* [Selection]:
begin

A place created for great ideas, and thoughts to grow.
Here, you'll find tidbits of inspiration, growing buds of hope, ideas about life, health, and happiness. Most of all, by visiting my garden, I hope you will see things you haven't seen before, and connect to raw, real earth, and watch your own 'seeds' grow.
My dad wanted a haircut today. So that was the main event. His hair is very white, and silvery. I had some rose oil, and put some on his hair before I cut it. And it made his silver hair very, shiny. I cut his hair out in the sunshine, and enjoyed his company.
The sun was warm, and I felt like my dad's energy helped my heart feel better, more protected. And I felt like I could be present with my dad, and that was such a gift. I was really needing a something, I cannot describe. But I am grateful for that something.
I feel in a way, an understanding of something I have yet to put into words.
A seeing, an uncondition. Something, completed...
Grace.
My heart is very grateful for places of Sanctuary. Oh our beautiful hearts.
I pray we all can be that for one another.

end

Items from a dataset
begin

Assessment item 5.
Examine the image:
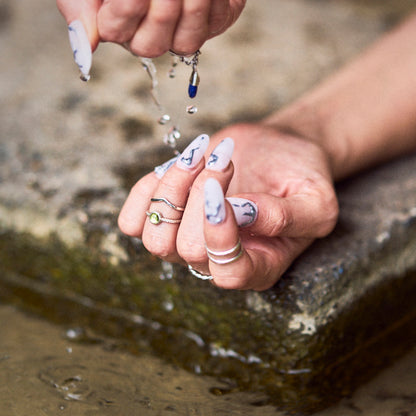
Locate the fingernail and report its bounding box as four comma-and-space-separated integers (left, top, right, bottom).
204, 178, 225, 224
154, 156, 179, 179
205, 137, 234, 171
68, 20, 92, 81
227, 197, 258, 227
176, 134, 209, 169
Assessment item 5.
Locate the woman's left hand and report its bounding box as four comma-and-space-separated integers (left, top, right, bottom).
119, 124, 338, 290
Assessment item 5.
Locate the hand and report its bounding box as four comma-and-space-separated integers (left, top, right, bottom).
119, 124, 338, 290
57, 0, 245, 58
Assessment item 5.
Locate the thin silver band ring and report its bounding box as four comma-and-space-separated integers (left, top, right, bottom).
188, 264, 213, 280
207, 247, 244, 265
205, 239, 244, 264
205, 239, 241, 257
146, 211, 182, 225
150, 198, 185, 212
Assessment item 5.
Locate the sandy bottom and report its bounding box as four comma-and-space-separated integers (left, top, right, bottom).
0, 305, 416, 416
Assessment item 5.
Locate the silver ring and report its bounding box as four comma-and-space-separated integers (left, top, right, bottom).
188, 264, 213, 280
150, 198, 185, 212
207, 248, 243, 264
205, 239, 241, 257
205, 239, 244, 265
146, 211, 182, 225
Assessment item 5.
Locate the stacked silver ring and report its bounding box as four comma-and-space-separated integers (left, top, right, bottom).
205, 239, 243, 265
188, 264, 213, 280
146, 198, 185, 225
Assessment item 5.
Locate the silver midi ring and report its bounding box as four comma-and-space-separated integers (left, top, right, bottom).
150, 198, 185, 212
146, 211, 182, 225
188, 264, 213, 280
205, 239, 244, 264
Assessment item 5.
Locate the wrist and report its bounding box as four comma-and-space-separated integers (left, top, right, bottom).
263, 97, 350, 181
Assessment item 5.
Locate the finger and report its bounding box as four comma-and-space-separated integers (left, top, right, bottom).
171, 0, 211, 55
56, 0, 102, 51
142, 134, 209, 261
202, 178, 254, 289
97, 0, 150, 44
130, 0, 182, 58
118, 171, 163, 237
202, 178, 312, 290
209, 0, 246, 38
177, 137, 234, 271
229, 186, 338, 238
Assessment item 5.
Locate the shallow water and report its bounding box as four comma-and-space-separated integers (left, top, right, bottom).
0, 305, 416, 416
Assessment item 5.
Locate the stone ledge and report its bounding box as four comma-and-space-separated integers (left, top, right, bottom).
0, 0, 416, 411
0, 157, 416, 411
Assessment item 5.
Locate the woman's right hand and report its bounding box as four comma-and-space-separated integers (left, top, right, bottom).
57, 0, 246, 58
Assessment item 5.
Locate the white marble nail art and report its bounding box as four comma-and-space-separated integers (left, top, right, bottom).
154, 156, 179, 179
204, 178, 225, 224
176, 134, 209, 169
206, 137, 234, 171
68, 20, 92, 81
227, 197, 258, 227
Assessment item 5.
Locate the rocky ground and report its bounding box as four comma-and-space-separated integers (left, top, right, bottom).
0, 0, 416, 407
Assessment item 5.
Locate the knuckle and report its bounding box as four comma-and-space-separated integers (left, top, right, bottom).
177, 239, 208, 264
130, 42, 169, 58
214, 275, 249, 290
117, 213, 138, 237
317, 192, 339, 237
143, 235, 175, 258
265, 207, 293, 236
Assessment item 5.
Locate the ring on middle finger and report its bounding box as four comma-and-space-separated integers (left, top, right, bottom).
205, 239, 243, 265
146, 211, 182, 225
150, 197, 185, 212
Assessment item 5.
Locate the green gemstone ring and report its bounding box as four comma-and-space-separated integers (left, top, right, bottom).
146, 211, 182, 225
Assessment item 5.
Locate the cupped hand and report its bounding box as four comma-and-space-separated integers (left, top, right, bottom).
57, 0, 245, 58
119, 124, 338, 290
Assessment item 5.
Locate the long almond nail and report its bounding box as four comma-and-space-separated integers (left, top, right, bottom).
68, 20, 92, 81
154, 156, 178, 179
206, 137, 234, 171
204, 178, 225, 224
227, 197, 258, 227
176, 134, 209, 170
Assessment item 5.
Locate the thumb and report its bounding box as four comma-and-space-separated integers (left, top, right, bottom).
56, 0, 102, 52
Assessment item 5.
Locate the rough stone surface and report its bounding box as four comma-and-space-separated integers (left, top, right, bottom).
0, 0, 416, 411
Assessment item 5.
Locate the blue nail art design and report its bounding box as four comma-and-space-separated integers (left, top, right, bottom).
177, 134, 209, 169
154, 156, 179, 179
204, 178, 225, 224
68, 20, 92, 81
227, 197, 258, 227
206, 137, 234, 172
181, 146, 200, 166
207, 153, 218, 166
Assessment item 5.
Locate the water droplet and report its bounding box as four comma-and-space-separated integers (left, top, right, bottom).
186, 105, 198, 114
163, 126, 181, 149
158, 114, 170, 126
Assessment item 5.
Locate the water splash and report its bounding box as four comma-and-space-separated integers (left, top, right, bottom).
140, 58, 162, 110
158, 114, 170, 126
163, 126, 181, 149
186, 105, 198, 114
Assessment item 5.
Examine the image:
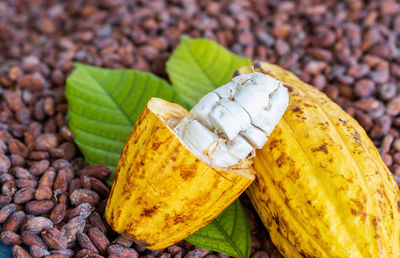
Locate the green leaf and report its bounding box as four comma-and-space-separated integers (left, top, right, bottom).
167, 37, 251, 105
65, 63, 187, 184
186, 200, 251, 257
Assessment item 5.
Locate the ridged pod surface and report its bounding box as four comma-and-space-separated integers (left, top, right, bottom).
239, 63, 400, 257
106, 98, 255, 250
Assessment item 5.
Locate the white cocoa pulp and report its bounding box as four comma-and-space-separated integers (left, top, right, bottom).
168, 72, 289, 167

end
begin

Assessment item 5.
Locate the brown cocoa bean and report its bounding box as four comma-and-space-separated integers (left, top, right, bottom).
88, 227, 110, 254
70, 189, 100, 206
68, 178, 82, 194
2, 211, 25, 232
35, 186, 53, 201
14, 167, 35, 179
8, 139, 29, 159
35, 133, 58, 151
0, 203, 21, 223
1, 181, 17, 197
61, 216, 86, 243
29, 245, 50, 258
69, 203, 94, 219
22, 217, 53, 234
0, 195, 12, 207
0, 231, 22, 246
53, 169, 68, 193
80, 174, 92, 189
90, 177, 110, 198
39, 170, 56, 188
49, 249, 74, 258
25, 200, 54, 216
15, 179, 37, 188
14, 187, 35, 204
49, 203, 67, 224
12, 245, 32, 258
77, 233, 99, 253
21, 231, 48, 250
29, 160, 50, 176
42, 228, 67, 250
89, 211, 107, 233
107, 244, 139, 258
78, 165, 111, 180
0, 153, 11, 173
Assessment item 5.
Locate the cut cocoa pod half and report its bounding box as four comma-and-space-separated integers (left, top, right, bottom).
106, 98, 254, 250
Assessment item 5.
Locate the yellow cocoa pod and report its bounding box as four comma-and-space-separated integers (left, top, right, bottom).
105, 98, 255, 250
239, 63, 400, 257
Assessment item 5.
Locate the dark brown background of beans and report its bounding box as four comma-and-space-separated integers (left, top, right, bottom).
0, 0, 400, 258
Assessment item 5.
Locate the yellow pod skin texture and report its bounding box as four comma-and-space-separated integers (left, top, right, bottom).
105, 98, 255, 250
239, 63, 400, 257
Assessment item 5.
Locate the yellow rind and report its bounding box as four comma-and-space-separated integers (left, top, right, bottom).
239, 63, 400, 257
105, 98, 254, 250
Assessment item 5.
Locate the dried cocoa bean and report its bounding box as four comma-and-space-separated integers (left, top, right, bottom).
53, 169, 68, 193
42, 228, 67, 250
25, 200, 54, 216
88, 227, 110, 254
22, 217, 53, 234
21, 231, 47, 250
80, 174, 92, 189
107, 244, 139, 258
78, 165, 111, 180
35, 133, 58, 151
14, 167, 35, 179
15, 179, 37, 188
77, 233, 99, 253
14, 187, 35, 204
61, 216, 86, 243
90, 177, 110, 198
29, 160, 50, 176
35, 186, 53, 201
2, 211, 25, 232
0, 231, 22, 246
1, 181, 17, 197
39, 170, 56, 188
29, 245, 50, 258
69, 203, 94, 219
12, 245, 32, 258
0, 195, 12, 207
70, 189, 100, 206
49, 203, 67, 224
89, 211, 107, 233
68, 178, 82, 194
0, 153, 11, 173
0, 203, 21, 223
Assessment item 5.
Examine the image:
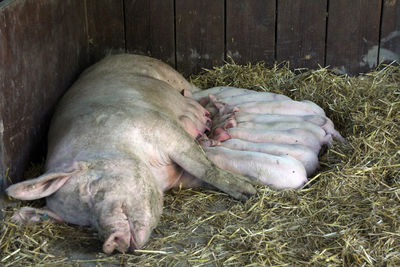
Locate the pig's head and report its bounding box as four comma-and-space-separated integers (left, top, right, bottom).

end
begin

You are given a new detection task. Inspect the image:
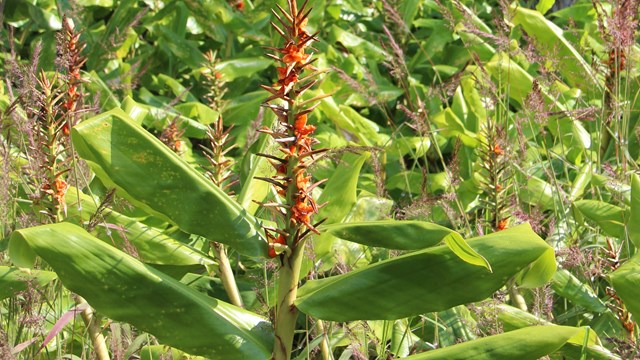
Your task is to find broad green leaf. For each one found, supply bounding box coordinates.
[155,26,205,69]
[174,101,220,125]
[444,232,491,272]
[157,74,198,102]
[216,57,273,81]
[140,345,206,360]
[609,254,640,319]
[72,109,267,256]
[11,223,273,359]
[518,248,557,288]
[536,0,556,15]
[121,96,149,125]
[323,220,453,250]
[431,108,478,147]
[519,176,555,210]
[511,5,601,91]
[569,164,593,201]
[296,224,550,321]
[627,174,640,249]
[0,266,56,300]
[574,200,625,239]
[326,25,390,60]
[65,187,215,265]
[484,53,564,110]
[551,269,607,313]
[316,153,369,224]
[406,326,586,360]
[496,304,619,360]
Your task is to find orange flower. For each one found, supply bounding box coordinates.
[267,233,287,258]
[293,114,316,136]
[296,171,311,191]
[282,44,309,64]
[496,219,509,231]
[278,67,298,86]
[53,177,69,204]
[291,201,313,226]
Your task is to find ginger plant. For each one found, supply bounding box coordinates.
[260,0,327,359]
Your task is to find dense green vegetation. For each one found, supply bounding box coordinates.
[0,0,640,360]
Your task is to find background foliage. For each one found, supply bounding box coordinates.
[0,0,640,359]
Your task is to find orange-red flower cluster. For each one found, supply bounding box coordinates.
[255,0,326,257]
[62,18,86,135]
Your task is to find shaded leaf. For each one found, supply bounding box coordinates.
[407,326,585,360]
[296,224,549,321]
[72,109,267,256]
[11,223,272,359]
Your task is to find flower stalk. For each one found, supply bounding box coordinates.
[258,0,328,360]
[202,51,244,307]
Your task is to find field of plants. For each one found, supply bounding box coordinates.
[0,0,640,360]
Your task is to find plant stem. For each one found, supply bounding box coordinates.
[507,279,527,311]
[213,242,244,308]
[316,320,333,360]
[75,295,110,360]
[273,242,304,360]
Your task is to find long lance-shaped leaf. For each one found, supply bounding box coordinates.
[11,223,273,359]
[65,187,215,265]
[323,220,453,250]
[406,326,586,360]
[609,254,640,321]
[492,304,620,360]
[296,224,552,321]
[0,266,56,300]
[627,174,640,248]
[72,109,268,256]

end

* [What the task requires]:
Answer these questions about the blog post:
1. According to the first line, what was the place created for?
2. What did the writer put on the dad's hair before cutting it?
3. What is the writer's heart very grateful for?

* [Full answer]:
1. Great ideas, and thoughts to grow.
2. Rose oil.
3. Places of Sanctuary.